Problem statement — Your answer should be the complete data, copied exactly.

══════

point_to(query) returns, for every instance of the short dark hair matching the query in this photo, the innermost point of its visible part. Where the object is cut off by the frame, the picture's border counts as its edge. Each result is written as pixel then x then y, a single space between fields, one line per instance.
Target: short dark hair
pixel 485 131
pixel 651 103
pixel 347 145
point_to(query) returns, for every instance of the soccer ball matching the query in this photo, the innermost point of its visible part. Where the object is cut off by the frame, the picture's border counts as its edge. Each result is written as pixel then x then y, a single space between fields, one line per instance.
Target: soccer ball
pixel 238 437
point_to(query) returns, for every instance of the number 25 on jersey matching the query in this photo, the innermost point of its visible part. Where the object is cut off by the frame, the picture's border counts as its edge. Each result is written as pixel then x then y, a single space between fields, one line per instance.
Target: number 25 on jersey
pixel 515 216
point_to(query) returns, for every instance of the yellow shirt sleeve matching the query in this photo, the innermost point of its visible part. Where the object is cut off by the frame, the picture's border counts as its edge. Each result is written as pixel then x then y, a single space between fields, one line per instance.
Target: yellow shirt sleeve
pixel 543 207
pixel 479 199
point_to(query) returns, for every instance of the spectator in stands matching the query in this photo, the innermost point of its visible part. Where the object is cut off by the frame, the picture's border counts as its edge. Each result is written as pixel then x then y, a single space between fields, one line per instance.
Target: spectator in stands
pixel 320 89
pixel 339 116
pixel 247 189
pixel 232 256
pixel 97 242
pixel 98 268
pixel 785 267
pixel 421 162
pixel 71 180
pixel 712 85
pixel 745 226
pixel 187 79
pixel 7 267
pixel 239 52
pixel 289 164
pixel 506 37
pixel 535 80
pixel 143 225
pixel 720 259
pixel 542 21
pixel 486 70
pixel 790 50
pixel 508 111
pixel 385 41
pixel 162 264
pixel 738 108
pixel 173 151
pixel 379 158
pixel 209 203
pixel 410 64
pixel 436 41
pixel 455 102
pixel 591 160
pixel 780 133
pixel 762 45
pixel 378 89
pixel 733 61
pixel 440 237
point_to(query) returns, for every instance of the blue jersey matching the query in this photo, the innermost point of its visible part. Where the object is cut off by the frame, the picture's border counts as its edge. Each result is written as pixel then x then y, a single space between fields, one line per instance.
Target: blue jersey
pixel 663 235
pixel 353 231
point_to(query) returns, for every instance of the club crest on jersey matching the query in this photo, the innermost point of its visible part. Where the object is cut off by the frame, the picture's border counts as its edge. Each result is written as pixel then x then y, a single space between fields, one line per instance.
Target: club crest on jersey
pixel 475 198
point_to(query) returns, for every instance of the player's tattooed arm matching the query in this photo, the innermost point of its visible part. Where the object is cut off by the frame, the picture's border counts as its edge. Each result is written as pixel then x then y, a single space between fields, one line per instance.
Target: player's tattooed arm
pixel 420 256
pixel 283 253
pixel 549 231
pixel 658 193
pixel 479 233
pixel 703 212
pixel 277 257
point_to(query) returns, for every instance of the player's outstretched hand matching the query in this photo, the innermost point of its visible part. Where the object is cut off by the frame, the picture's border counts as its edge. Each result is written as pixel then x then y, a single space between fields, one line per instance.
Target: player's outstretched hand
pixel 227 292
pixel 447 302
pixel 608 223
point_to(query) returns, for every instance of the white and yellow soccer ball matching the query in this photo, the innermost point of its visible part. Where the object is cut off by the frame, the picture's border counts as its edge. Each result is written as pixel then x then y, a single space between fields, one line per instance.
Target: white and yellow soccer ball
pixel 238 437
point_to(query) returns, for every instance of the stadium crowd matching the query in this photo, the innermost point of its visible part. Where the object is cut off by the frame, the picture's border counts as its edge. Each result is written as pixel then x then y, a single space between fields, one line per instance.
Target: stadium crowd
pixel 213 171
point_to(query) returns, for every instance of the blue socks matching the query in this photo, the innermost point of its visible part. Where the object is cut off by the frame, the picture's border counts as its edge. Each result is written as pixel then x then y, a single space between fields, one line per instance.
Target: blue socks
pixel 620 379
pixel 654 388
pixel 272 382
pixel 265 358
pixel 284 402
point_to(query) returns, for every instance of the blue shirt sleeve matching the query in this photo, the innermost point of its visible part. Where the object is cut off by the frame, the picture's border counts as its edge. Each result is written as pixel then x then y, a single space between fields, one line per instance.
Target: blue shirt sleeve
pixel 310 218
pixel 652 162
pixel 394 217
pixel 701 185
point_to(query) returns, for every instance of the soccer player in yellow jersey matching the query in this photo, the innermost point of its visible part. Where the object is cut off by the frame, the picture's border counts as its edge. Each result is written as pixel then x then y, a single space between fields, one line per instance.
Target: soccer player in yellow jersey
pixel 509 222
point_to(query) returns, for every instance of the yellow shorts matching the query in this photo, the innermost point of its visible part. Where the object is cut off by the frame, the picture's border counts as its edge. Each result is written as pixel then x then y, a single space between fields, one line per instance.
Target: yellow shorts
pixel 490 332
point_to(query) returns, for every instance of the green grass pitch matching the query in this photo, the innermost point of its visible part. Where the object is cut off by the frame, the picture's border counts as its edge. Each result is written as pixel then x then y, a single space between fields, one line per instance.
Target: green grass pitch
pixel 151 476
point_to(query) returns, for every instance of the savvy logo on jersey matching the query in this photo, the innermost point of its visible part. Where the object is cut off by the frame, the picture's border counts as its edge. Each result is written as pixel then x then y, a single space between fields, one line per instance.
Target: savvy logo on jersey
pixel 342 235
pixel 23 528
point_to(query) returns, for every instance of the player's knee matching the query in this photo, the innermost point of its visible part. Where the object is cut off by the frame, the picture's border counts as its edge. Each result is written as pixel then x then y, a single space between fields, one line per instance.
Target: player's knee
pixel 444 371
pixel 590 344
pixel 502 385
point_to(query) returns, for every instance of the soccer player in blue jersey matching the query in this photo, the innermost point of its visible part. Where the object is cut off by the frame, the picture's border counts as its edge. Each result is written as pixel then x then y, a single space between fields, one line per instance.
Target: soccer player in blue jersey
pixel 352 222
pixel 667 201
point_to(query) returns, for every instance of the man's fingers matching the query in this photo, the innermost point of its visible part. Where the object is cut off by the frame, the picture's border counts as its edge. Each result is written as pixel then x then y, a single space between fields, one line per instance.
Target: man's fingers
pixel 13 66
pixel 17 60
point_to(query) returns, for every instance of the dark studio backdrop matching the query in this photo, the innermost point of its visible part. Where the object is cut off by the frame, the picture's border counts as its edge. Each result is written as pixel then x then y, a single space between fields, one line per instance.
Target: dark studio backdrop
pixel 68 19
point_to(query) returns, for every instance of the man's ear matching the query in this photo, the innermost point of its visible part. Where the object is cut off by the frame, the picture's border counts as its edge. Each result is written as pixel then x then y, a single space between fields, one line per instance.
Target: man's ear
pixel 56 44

══════

Exercise answer —
point_to(query) returns, for every instance of the short dark hair matching the query in this photo, the innermost point of its visible part. Where the object is cut off by the frame, the picture's border counts as its edge. Each result is written as pixel then x then y, a single space between fields, one line per instance.
Target: short dark hair
pixel 485 131
pixel 651 103
pixel 347 145
point_to(query) returns, for every instance of the soccer ball matching the query in this photo, the innermost point of its visible part. Where the object is cut off by the frame, the picture's border counts as its edge. Each result is written as pixel then x then y, a single space between fields, one line per instance.
Target: soccer ball
pixel 238 437
point_to(query) returns, for every instance of the number 25 on jersey matching the query in this photo, the innermost point of its visible part. Where the object is cut off by the frame, the picture's border counts as its edge. Each result is written as pixel then x then y, a single space between fields, one line per instance.
Target: number 25 on jersey
pixel 515 216
point_to(query) returns, for every instance of the yellow shirt sleeve matching the query in this photo, the innermost point of its visible part. Where the object is cut off by the frame, the picture's border counts as its edge. Each result is written as pixel then x then y, a single space between fields, one line per instance.
Target: yellow shirt sleeve
pixel 543 207
pixel 479 199
point_to(query) returns, for every instance of the spectator in stands matching the query in this photo, the innermost point of its visible part. Where the object is cut off by the frame, the picture's border counts as its edge. Each result is written as pixel then x then y, a single space between fields, one line per instance.
Target: spectator in stands
pixel 320 89
pixel 339 116
pixel 247 189
pixel 232 256
pixel 97 242
pixel 98 268
pixel 785 267
pixel 421 162
pixel 71 180
pixel 712 85
pixel 745 226
pixel 187 79
pixel 7 267
pixel 239 52
pixel 289 164
pixel 506 37
pixel 535 80
pixel 143 225
pixel 720 259
pixel 542 21
pixel 486 70
pixel 790 50
pixel 508 111
pixel 385 41
pixel 162 264
pixel 738 108
pixel 173 151
pixel 379 158
pixel 209 203
pixel 410 64
pixel 436 41
pixel 455 102
pixel 591 160
pixel 780 133
pixel 762 45
pixel 378 89
pixel 733 61
pixel 440 237
point_to(query) returns, for every instance of the blue jersey matching the query in this photo, the innermost point of its visible part. Where the object is cut off by the frame, the picture's border counts as its edge. Each result is written as pixel then x then y, a single space between fields, one line per instance.
Target: blue jersey
pixel 663 235
pixel 353 231
point_to(query) returns, for every instance of the club crest on jersey matching the query in this photo, the innermost point of its visible part. Where the object is cut off by the frame, the picture's border counts as its edge. Each result is written as pixel then x then y, a single space between fields, one line per instance.
Target: club crest on jersey
pixel 475 198
point_to(query) returns, for every instance of the player's tattooed arm matching the query in this photo, the innermost point of its visible part. Where the object is cut off by the frame, the picture's border counts as its edge. Each result is written as pixel then x then y, a single space between fields, one line per instance.
Target: player's tattooed arm
pixel 420 256
pixel 283 253
pixel 549 231
pixel 658 193
pixel 479 233
pixel 703 212
pixel 277 257
point_to(query) returns, for every instance of the player's outstretched hand matching the query in this photo, the innermost point of its visible part. Where the object is cut off by the frame, the picture's border counts as its edge. Each result is written as pixel then x then y, a single space between fields, one line per instance.
Target: player's outstretched hand
pixel 227 292
pixel 447 302
pixel 608 223
point_to(query) returns, for every instance of the white and yellow soccer ball matching the query in this photo, the innermost point of its visible part. Where the object is cut off by the frame, the picture's border counts as its edge. Each result is written as pixel then x then y, a single space between fields, one line per instance.
Target: white and yellow soccer ball
pixel 238 437
point_to(query) returns, for every instance of the stadium crowd matching the query in this photo, the innermost point of its visible part. Where the object is cut off by the frame, the picture's border counts as its edge. Each result is written as pixel then x then y, a single space between fields, one line per instance.
Target: stadium crowd
pixel 213 171
point_to(query) returns, for every instance of the blue socks matching the query in this photo, the innermost point of its visible part. Where the object is cut off by the frame, the picture's border counts as its edge. Each result is written as pixel then x then y, a single space between fields, one line per instance.
Target: blue socks
pixel 620 379
pixel 654 388
pixel 272 382
pixel 265 358
pixel 284 402
point_to(query) returns, for every instance of the blue shirt sleeve matching the query in this photo, the innermost point of its visible part. Where the object is cut off by the frame, the picture's border counts as its edge. Each result is written as pixel then x then y, a single space between fields, one line per instance.
Target: blue shirt sleeve
pixel 310 218
pixel 652 162
pixel 394 217
pixel 701 185
point_to(query) returns, for every instance of the soccer player in yellow jersey matching the query in this photo, the innermost point of its visible part. Where the object is cut off by the frame, the picture's border counts as its edge. Each result is written as pixel then x then y, a single space between fields, one line per instance.
Target: soccer player in yellow jersey
pixel 509 222
point_to(query) returns, for every instance of the yellow shorts matching the query in this photo, the innermost point of its visible part. Where the object is cut off by the frame, the picture's border counts as its edge. Each result is written as pixel then x then y, a single space between fields, one line per instance.
Target: yellow shorts
pixel 490 332
point_to(query) returns, for every instance of the green grass pitch matching the query in this photo, the innermost point of its visible part. Where the object is cut off by the frame, the picture's border counts as its edge. Each result is written as pixel then x then y, a single space between fields, one line per instance.
Target: green grass pitch
pixel 151 476
point_to(query) returns, for every instance of the savvy logo on jersey matching the query in this photo, the innermost point of its visible part. Where the object is cut off by the frame, the picture's border counts as its edge. Each result is written as pixel then x then y, a single space between fields, one line per instance.
Target: savvy logo on jersey
pixel 342 235
pixel 23 528
point_to(query) returns, for every instance of the player's knee matching the query in this photo, the innermost point of its visible part. Where the object is cut off by the frame, the picture's border counts as its edge. Each result is written as pixel then x then y, a single space between fields, one line per instance.
Target: player's knee
pixel 444 371
pixel 590 344
pixel 502 385
point_to(query) returns, for every instance of the soccer player in blue jersey matching the query in this photo, the innermost point of its visible part. Where the object is cut off by the frame, the picture's border counts as its edge. Each result is written as pixel then x then y, a single space between fields, one line per instance.
Target: soccer player in blue jersey
pixel 352 222
pixel 667 201
point_to(query) returns, for every instance of the man's fingers matching the query in this photo, the innermost point of its visible part. Where the object is cut off by the frame, the picture's border counts as its edge. Each result is written as pixel then x then y, a single space between fields, one line per instance.
Target: man's fingers
pixel 13 66
pixel 17 60
point_to(query) returns, for every instance of the dark studio backdrop matching the query in this photo, the innermost point of its visible part. Where the object is cut off by the frame, the picture's border counts as its edge. Each result is written as pixel then x then y, a single space between fields, one line per instance.
Target: dark studio backdrop
pixel 68 19
point_to(query) returns, for every instance of the man's ear matching the query in this photo, the innermost point of its visible part. Where the object is cut off by the frame, the picture's border counts as its edge. Each result is written as pixel then x then y, a single space between fields, one line per instance.
Target: man's ear
pixel 56 44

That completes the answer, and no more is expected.